■ Set task ■
Show each line below that contains the string "flower". Case counts.

**** The data ****

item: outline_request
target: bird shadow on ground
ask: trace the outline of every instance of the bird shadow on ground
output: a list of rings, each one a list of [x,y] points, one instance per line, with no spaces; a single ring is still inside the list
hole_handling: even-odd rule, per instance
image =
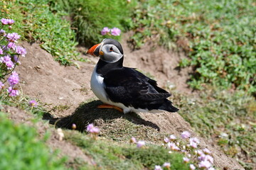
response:
[[[89,123],[94,123],[96,120],[102,119],[107,122],[121,118],[137,125],[144,125],[160,130],[157,125],[141,118],[135,113],[124,114],[114,109],[97,108],[100,104],[102,104],[100,101],[82,103],[70,115],[56,118],[50,113],[45,113],[43,119],[49,120],[50,124],[55,125],[56,127],[68,129],[72,129],[73,124],[75,124],[76,130],[81,132],[85,130]]]

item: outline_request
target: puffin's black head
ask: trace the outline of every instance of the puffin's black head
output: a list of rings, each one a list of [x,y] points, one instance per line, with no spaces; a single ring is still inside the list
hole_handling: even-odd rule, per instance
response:
[[[100,57],[103,61],[111,63],[119,60],[124,56],[121,44],[110,38],[105,38],[100,44],[93,45],[87,54]]]

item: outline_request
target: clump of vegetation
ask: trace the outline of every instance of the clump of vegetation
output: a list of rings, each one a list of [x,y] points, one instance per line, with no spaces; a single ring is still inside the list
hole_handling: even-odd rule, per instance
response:
[[[168,149],[161,146],[149,144],[138,147],[136,144],[95,140],[73,131],[65,131],[65,136],[66,140],[90,155],[98,169],[142,169],[146,167],[154,169],[156,165],[169,162],[171,169],[189,169],[188,164],[183,163],[183,154],[169,154]]]
[[[78,60],[75,52],[75,33],[70,23],[63,18],[68,15],[63,11],[50,9],[50,1],[0,1],[3,6],[0,17],[12,18],[17,21],[14,30],[31,42],[39,42],[60,64],[70,65]]]
[[[178,101],[182,108],[179,113],[196,132],[239,159],[246,169],[252,169],[256,156],[253,97],[242,91],[230,94],[212,90],[201,93],[200,98],[181,96]]]
[[[35,129],[14,125],[0,112],[1,169],[65,169],[63,159],[49,154]]]
[[[126,28],[124,23],[129,17],[134,4],[134,1],[128,3],[122,0],[58,0],[52,2],[52,6],[60,6],[69,11],[78,40],[88,47],[105,38],[119,40],[119,36],[102,35],[101,30],[108,27],[124,31]]]
[[[188,55],[181,67],[192,66],[189,84],[205,83],[256,91],[256,47],[253,1],[141,1],[128,24],[138,47],[156,42],[181,47]]]

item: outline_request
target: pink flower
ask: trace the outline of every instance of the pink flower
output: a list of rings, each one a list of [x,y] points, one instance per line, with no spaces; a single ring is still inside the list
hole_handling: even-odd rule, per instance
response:
[[[171,164],[170,164],[169,162],[165,162],[165,163],[163,164],[163,167],[169,168],[169,167],[171,167]]]
[[[89,132],[94,127],[92,123],[90,123],[87,125],[86,131]]]
[[[97,134],[100,132],[100,129],[97,127],[95,127],[92,123],[89,124],[87,125],[86,130],[88,132],[93,133],[93,134]]]
[[[138,141],[137,147],[140,148],[140,147],[143,147],[145,144],[146,144],[145,142],[144,142],[144,141]]]
[[[211,164],[213,164],[213,158],[208,154],[206,155],[205,160],[210,162]]]
[[[136,143],[137,141],[136,141],[135,137],[131,137],[131,140],[130,140],[130,142],[131,142],[131,143]]]
[[[18,74],[15,71],[13,72],[7,80],[10,85],[14,86],[18,83],[19,79]]]
[[[189,159],[188,158],[187,158],[187,157],[183,157],[183,162],[185,162],[185,163],[188,163],[188,162],[189,162]]]
[[[168,143],[168,142],[169,142],[169,138],[168,138],[168,137],[165,137],[165,138],[164,139],[164,142],[165,143]]]
[[[111,34],[114,36],[119,36],[121,34],[121,30],[114,27],[111,29]]]
[[[191,134],[188,131],[184,131],[181,133],[181,137],[183,139],[187,139],[190,137]]]
[[[1,18],[1,22],[3,25],[7,25],[9,23],[8,19],[6,18]]]
[[[93,127],[90,130],[90,132],[94,134],[98,134],[100,132],[100,129],[97,127]]]
[[[170,148],[171,150],[180,150],[181,149],[179,149],[175,143],[174,142],[168,142],[167,146],[169,148]]]
[[[199,141],[199,140],[198,140],[198,138],[197,138],[197,137],[192,137],[192,138],[190,138],[189,139],[189,142],[195,142],[195,143],[196,143],[196,144],[199,144],[200,143],[200,141]]]
[[[8,93],[9,96],[16,96],[18,95],[18,90],[13,89],[12,86],[8,88]]]
[[[28,104],[30,106],[34,107],[34,108],[36,108],[38,106],[38,103],[34,100],[29,101]]]
[[[101,34],[102,34],[102,35],[106,35],[107,33],[110,33],[110,29],[108,28],[107,27],[105,27],[105,28],[103,28],[103,29],[102,30]]]
[[[190,164],[189,165],[189,169],[191,170],[194,170],[194,169],[196,169],[196,166],[193,164]]]
[[[18,54],[21,55],[22,57],[25,57],[25,55],[26,54],[26,49],[21,47],[21,46],[17,46],[16,48],[16,52]]]
[[[4,87],[4,84],[0,81],[0,90],[3,89]]]
[[[175,140],[176,139],[176,136],[174,135],[170,135],[170,140]]]
[[[14,23],[14,21],[12,19],[1,18],[1,22],[3,25],[11,25]]]
[[[11,69],[14,67],[14,64],[11,60],[4,62],[7,67],[7,69]]]
[[[203,152],[201,150],[196,150],[195,152],[197,155],[199,155],[199,156],[204,155]]]
[[[189,146],[193,147],[193,148],[197,148],[197,143],[196,143],[194,142],[191,142],[189,143]]]
[[[154,170],[162,170],[160,165],[156,165]]]
[[[215,170],[215,168],[210,167],[210,168],[209,168],[208,170]]]
[[[19,35],[16,33],[13,33],[7,34],[6,38],[8,38],[8,40],[10,42],[15,42],[16,40],[17,40],[18,38],[21,38],[21,35]]]
[[[198,167],[202,169],[208,169],[212,164],[208,161],[202,161],[199,162]]]
[[[7,47],[14,50],[16,47],[16,45],[14,42],[10,42],[9,43],[8,43]]]
[[[206,154],[210,154],[210,151],[208,149],[207,149],[207,148],[203,149],[203,152],[205,153]]]

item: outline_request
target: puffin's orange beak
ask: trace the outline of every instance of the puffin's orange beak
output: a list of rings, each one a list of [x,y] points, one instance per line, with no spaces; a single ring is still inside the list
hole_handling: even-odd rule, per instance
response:
[[[86,54],[91,55],[95,57],[99,56],[100,54],[100,48],[102,43],[97,44],[93,45],[92,47],[89,49],[89,50],[86,52]]]

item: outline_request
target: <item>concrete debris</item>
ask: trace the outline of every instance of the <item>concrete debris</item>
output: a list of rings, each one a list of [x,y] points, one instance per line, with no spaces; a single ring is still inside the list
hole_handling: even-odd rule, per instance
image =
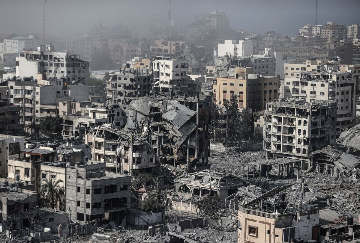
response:
[[[336,142],[360,150],[360,124],[341,133]]]

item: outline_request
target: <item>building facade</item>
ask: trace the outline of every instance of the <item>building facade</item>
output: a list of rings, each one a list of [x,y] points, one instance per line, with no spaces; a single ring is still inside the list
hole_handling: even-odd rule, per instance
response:
[[[266,158],[307,161],[312,151],[334,145],[336,105],[334,101],[298,99],[268,103],[263,136]],[[307,165],[303,163],[303,169]]]

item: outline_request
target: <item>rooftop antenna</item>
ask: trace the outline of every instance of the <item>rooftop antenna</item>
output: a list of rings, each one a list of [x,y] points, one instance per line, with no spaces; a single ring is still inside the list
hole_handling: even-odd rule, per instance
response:
[[[318,0],[315,0],[316,1],[316,7],[315,12],[315,26],[318,25]]]
[[[171,18],[170,18],[171,16],[171,0],[169,0],[169,9],[168,12],[168,29],[167,29],[167,38],[169,41],[170,41],[170,26],[171,25]]]
[[[42,43],[45,43],[45,3],[46,0],[44,0],[44,7],[43,8],[43,23],[42,23]]]

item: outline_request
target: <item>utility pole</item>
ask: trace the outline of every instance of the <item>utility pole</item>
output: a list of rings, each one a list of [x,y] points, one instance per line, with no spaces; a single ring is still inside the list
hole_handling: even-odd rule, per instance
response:
[[[45,3],[46,3],[46,0],[44,0],[44,7],[42,10],[42,43],[45,43]]]
[[[317,25],[318,24],[318,0],[315,0],[316,1],[316,8],[315,9],[315,25]]]
[[[169,9],[168,13],[168,29],[167,29],[167,39],[168,40],[170,41],[170,26],[171,25],[171,0],[169,0]],[[181,54],[180,54],[180,55]]]

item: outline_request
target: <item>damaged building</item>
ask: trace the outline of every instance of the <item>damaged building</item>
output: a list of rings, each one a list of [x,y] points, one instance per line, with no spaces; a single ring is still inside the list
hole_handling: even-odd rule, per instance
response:
[[[298,158],[308,161],[312,152],[335,143],[336,103],[295,99],[267,104],[264,149],[266,158]],[[302,163],[303,169],[309,165]]]
[[[238,242],[294,242],[299,237],[302,242],[308,242],[313,239],[317,234],[313,233],[313,226],[319,224],[319,209],[294,200],[290,189],[293,185],[275,187],[240,206]],[[301,192],[298,194],[302,195]]]
[[[87,134],[93,159],[106,162],[114,171],[130,174],[133,170],[141,170],[156,175],[154,169],[157,170],[159,163],[181,165],[189,171],[198,166],[207,168],[211,100],[201,95],[133,100],[123,129],[105,125]]]
[[[245,184],[234,175],[210,170],[184,174],[177,177],[174,182],[175,192],[179,198],[184,199],[217,194],[225,200]]]
[[[120,74],[111,76],[106,82],[106,88],[108,104],[117,104],[124,110],[134,98],[149,95],[152,89],[148,69],[127,72],[126,69]]]
[[[188,75],[189,61],[156,56],[152,64],[152,93],[156,95],[196,96],[201,91],[201,82]]]
[[[354,175],[354,179],[357,181],[356,175],[359,171],[355,168],[360,168],[360,157],[349,153],[348,149],[345,146],[329,145],[313,151],[309,157],[319,173],[335,175],[339,180],[342,177]]]
[[[100,163],[66,170],[66,207],[76,220],[104,218],[122,223],[124,211],[130,208],[130,176],[107,171],[105,166]]]

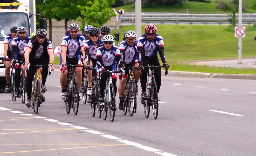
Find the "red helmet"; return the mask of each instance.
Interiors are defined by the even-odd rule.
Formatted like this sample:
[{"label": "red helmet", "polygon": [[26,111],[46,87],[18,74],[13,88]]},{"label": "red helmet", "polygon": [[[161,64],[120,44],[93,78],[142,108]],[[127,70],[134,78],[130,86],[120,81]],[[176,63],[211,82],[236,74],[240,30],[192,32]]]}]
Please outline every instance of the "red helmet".
[{"label": "red helmet", "polygon": [[144,30],[146,33],[156,33],[156,27],[154,24],[149,23],[145,26]]}]

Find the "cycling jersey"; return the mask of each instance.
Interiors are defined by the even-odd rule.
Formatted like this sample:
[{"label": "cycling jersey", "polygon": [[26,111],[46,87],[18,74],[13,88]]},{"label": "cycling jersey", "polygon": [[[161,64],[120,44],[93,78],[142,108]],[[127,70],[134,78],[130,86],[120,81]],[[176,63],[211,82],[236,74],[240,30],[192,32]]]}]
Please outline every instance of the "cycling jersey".
[{"label": "cycling jersey", "polygon": [[144,48],[145,55],[146,56],[156,55],[158,52],[158,47],[164,46],[163,38],[157,34],[156,34],[151,42],[148,40],[145,34],[143,35],[138,39],[138,47]]},{"label": "cycling jersey", "polygon": [[78,34],[76,38],[73,39],[70,34],[67,34],[62,38],[61,46],[67,47],[68,49],[66,52],[66,56],[73,58],[79,55],[80,50],[84,47],[85,39],[82,35]]},{"label": "cycling jersey", "polygon": [[97,51],[97,48],[103,44],[103,41],[99,39],[96,42],[95,45],[93,45],[92,40],[90,39],[87,40],[84,43],[84,49],[85,50],[88,49],[90,54],[90,58],[92,59],[96,59],[96,53]]},{"label": "cycling jersey", "polygon": [[126,64],[129,64],[134,61],[138,62],[137,43],[136,41],[134,45],[130,46],[126,41],[122,41],[120,43],[119,49],[121,53],[121,61]]}]

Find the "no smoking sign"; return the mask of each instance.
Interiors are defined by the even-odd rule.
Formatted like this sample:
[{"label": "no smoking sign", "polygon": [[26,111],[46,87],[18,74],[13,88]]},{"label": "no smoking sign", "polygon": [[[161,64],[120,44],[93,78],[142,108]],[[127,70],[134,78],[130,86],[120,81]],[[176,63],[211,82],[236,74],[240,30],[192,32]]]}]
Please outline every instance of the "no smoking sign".
[{"label": "no smoking sign", "polygon": [[245,27],[235,27],[235,37],[245,37]]}]

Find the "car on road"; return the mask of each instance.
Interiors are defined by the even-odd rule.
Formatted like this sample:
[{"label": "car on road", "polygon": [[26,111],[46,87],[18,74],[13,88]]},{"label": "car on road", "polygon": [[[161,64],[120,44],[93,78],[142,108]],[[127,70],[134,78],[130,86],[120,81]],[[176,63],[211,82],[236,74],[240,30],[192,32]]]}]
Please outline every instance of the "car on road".
[{"label": "car on road", "polygon": [[53,54],[54,56],[59,56],[60,54],[60,50],[61,50],[61,46],[57,46],[55,48],[53,51]]}]

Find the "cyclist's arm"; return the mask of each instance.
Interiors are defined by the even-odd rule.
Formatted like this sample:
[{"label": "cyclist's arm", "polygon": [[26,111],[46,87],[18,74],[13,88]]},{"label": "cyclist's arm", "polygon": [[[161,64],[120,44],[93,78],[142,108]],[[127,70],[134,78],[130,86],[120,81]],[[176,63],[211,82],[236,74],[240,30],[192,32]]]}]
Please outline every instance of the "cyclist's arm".
[{"label": "cyclist's arm", "polygon": [[161,46],[158,47],[158,52],[161,58],[161,60],[163,64],[166,63],[165,60],[165,56],[164,55],[164,48],[163,46]]},{"label": "cyclist's arm", "polygon": [[65,46],[61,46],[61,58],[62,59],[62,62],[66,62],[66,53],[68,48]]}]

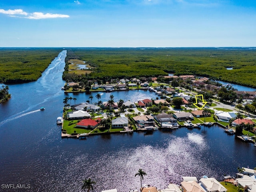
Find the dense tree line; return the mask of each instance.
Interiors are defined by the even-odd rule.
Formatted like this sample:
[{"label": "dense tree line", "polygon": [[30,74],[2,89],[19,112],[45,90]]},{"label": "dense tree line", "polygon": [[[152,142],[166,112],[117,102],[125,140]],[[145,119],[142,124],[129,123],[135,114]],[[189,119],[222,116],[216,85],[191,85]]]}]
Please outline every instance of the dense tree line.
[{"label": "dense tree line", "polygon": [[61,50],[46,48],[0,49],[0,82],[36,80]]},{"label": "dense tree line", "polygon": [[8,86],[2,86],[0,88],[0,103],[6,100],[11,96],[9,94],[9,87]]},{"label": "dense tree line", "polygon": [[[256,87],[256,51],[254,50],[73,49],[68,50],[68,59],[79,58],[96,67],[94,72],[88,74],[88,79],[158,77],[173,73]],[[234,69],[227,70],[227,67]]]}]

****

■ Response ■
target: pink flower
ask: trace the outline of every instance of the pink flower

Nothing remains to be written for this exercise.